THE RECORDS:
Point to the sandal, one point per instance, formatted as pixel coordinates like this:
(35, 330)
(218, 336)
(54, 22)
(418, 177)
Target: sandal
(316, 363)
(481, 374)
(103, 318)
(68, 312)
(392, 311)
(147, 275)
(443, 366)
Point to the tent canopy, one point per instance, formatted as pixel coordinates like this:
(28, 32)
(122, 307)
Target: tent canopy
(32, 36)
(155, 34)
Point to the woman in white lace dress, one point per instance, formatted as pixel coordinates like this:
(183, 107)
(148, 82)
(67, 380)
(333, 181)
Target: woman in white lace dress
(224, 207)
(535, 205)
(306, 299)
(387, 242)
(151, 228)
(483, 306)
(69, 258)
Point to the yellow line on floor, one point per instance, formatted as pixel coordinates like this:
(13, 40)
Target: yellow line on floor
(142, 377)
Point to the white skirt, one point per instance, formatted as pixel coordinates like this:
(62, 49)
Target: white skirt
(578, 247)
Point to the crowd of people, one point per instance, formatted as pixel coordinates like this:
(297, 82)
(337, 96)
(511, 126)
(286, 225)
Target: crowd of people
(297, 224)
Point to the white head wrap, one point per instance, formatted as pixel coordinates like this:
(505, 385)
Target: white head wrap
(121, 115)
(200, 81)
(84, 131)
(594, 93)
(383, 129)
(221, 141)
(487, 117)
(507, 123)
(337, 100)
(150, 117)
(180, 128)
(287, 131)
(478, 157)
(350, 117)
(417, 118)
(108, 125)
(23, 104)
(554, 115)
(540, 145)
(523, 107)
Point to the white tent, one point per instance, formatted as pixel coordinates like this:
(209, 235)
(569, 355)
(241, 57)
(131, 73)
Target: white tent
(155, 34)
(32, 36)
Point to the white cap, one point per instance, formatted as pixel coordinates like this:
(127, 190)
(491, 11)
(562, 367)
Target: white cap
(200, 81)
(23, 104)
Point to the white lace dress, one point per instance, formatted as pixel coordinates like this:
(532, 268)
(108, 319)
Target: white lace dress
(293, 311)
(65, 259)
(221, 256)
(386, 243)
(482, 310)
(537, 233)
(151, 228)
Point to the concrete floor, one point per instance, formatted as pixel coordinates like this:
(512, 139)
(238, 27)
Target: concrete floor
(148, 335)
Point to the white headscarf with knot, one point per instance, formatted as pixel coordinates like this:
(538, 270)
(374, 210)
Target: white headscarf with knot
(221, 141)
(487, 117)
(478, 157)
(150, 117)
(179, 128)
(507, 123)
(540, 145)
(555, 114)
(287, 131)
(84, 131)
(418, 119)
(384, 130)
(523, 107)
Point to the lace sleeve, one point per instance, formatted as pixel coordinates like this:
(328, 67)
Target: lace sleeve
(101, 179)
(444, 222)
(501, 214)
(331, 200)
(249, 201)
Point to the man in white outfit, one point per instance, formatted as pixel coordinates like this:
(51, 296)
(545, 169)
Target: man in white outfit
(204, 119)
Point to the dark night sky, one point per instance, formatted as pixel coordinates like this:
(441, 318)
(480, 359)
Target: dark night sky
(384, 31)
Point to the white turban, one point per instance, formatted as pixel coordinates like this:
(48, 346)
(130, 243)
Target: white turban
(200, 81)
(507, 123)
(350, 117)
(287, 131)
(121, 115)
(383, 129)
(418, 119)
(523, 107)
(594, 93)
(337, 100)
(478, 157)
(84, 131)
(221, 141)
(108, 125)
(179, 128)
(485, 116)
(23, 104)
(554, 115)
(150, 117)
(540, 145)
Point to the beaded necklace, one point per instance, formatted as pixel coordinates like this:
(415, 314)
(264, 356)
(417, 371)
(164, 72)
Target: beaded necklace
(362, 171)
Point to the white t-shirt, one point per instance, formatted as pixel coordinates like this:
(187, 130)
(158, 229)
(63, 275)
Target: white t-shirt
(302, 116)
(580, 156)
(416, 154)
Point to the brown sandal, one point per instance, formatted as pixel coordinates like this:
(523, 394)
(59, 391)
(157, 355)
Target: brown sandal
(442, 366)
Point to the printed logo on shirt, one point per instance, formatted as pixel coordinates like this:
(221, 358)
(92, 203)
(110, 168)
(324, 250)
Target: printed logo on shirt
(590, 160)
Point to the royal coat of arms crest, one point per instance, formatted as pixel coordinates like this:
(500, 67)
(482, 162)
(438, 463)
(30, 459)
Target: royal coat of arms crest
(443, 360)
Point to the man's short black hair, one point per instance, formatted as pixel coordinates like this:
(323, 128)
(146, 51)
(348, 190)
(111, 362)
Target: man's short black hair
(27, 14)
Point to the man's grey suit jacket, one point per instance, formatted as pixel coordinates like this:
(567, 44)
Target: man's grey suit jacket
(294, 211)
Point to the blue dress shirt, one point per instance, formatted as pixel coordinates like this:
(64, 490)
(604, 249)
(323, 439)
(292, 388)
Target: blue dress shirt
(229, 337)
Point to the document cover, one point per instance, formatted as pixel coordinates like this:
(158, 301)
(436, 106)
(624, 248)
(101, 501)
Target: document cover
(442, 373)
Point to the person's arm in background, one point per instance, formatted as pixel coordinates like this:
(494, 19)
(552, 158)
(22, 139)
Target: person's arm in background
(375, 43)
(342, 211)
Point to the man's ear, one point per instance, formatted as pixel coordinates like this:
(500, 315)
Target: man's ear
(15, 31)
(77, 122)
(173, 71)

AIM OF THE TASK: Reproduce all of the records above line for line, with no changes.

ANSWER TO THE PROBLEM:
Point to the sandal, one point per instance, formatted as pixel coordinates like this:
(35, 330)
(218, 336)
(54, 22)
(418, 177)
Target: sandal
(316, 363)
(481, 374)
(103, 318)
(68, 312)
(392, 311)
(147, 275)
(443, 366)
Point to the tent canopy, one point per instance, formatted as pixel coordinates like this:
(28, 32)
(122, 307)
Target: tent canopy
(32, 36)
(155, 34)
Point to the woman in white lace dress, one point per instance, formatted as pixel coordinates like this:
(183, 107)
(148, 82)
(67, 380)
(333, 181)
Target: woman in white lace dress
(224, 207)
(535, 205)
(306, 299)
(387, 242)
(151, 228)
(483, 306)
(69, 258)
Point to the yellow line on floor, one point per instance, formatted as pixel coordinates like this:
(13, 40)
Target: yellow line on floor
(142, 377)
Point to the white skirt, one point per instance, formatted as pixel coordinates like this:
(62, 49)
Target: white skirt
(578, 247)
Point to the crowd of people, one point per instance, formatted as pixel coordinates like this:
(297, 82)
(337, 96)
(511, 126)
(286, 225)
Target: crowd of people
(297, 224)
Point to the white head wrap, one point per instance, formatted as pixel coordinates like this:
(505, 385)
Target: white head wrap
(121, 115)
(200, 81)
(84, 131)
(594, 93)
(383, 129)
(221, 141)
(487, 117)
(507, 123)
(337, 100)
(150, 117)
(180, 128)
(287, 131)
(478, 157)
(350, 117)
(417, 118)
(108, 125)
(23, 104)
(554, 115)
(540, 145)
(523, 107)
Point to the white tent, one point per instance, formatted as pixel coordinates like this:
(209, 235)
(569, 355)
(241, 57)
(131, 73)
Target: white tent
(155, 34)
(32, 36)
Point to the white cap, one point per instance, formatted as pixel coordinates like this:
(127, 190)
(491, 11)
(562, 367)
Target: white cap
(200, 81)
(23, 104)
Point to the white lace dress, one point per instance, formatted as pixel coordinates like this:
(532, 268)
(108, 319)
Target: white lace dress
(293, 311)
(65, 259)
(221, 256)
(386, 243)
(482, 310)
(537, 233)
(151, 228)
Point to the concrete floor, one point per instance, formatted as pixel coordinates like this:
(512, 139)
(238, 27)
Target: concrete floor
(148, 335)
Point to the white headscarf with knot, one point per instance, formatted as pixel coordinates like this:
(538, 270)
(374, 210)
Target: white headscarf with knot
(221, 141)
(487, 117)
(478, 157)
(150, 117)
(179, 128)
(507, 123)
(540, 145)
(555, 114)
(287, 131)
(84, 131)
(418, 119)
(384, 130)
(523, 107)
Point to the lace sleeve, one point per instance, formatted as pixel coordinates like this:
(328, 67)
Target: lace sleeve
(101, 179)
(444, 222)
(501, 214)
(331, 200)
(249, 201)
Point to the man in white outfit, one point per instance, formatted as pixel coordinates like this:
(51, 296)
(545, 169)
Target: man in white outfit
(204, 119)
Point to the dark night sky, one point per instance, formatted as pixel coordinates like this:
(441, 318)
(480, 359)
Target: dark night sky
(384, 31)
Point to the white turban, one point per instance, formatted as pixel coordinates like this:
(48, 346)
(130, 243)
Target: white turban
(200, 81)
(507, 123)
(350, 117)
(287, 131)
(121, 115)
(383, 129)
(418, 119)
(523, 107)
(594, 93)
(337, 100)
(478, 157)
(84, 131)
(221, 141)
(108, 125)
(179, 128)
(485, 116)
(23, 104)
(554, 115)
(150, 117)
(540, 145)
Point to the beaded necklace, one point per instance, formatted as pixel coordinates like this:
(415, 314)
(264, 356)
(417, 371)
(164, 72)
Target: beaded necklace
(362, 171)
Point to the white t-shirt, one point per instance, formatted as pixel coordinates like this:
(187, 130)
(158, 229)
(63, 275)
Target: white t-shirt
(302, 116)
(580, 156)
(416, 154)
Point to the brown sandal, one point per instance, formatted as pixel coordinates like this:
(523, 394)
(59, 391)
(157, 355)
Target: brown sandal
(442, 366)
Point to the printed logo on shirt, one point per instance, formatted as pixel coordinates like this:
(221, 358)
(92, 203)
(110, 168)
(324, 250)
Target: printed logo on shirt
(590, 160)
Point to the royal coat of arms crest, one point per instance, formatted as pixel coordinates like this:
(500, 67)
(482, 162)
(438, 463)
(30, 459)
Target: royal coat of arms crest
(443, 360)
Point to the man's short black hair, one point per instance, formatted as pixel coordinates like this:
(323, 128)
(146, 51)
(348, 190)
(111, 362)
Target: man's short black hair
(27, 14)
Point to the man's grey suit jacket, one point per instance, formatted as pixel coordinates like this:
(567, 44)
Target: man's grey suit jacket
(294, 211)
Point to the blue dress shirt, one point per instance, formatted as pixel coordinates like this:
(64, 490)
(604, 249)
(323, 439)
(292, 388)
Target: blue dress shirt
(229, 337)
Point to the document cover, one point per instance, formatted as pixel coordinates like this:
(158, 301)
(436, 106)
(624, 248)
(101, 501)
Target: document cover
(442, 373)
Point to the person's arm in background, one point per instance, formatted as pixel coordinates like this:
(494, 19)
(552, 158)
(22, 139)
Target: person's arm in background
(375, 43)
(342, 211)
Point to the man's ear, one point per instance, formatted as pixel coordinates like this:
(500, 315)
Target: man's ear
(15, 31)
(77, 122)
(173, 71)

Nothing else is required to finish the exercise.